Gaspard Koenig, philosophe et écrivain, a répondu à la sollicitation de la très belle collection Tracts de crise de Gallimard. Toujours très affairé, cette ‘’assignation à résidence’’ lui a fait éprouver un sentiment de libération. Son texte, intitulé Ralentir, est une réflexion sur « l’accélération perpétuelle, épuisante, destructrice » de notre société. Le coronavirus, comme révélateur ! Qui l’eut cru ?
Gaspard Koenig confesse etre un privilégié et reconnaît volontiers que « Pour prendre son temps, encore faut-il en avoir les moyens ». Dont acte de cette prise de conscience.

Données de localisation par point et par instance:

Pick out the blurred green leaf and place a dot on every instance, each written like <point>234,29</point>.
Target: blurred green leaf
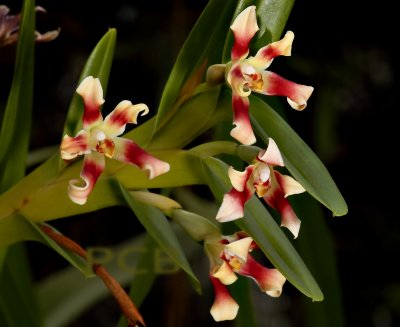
<point>203,47</point>
<point>97,65</point>
<point>16,125</point>
<point>159,228</point>
<point>15,278</point>
<point>18,306</point>
<point>262,227</point>
<point>321,260</point>
<point>65,295</point>
<point>17,228</point>
<point>300,160</point>
<point>272,16</point>
<point>142,283</point>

# [Questions à traiter]
1. Répondez aux questions suivantes d'après le texte sur Gaspard Koenig.
(a) À quelle collection de Gallimard Gaspard Koenig a-t-il répondu ?
(b) Quel titre porte son texte ?
(c) D'après la citation, de quoi faut-il disposer pour prendre son temps ?
2. Recopiez, dans le texte sur Gaspard Koenig, le passage qui s'ouvre sur les mots « Gaspard Koenig confesse » et se ferme sur « prise de conscience. ».

# [Réponses de l'exercice]
1.
(a) La collection Tracts de crise.
(b) Ralentir.
(c) Des moyens.

2.
Gaspard Koenig confesse etre un privilégié et reconnaît volontiers que « Pour prendre son temps, encore faut-il en avoir les moyens ». Dont acte de cette prise de conscience.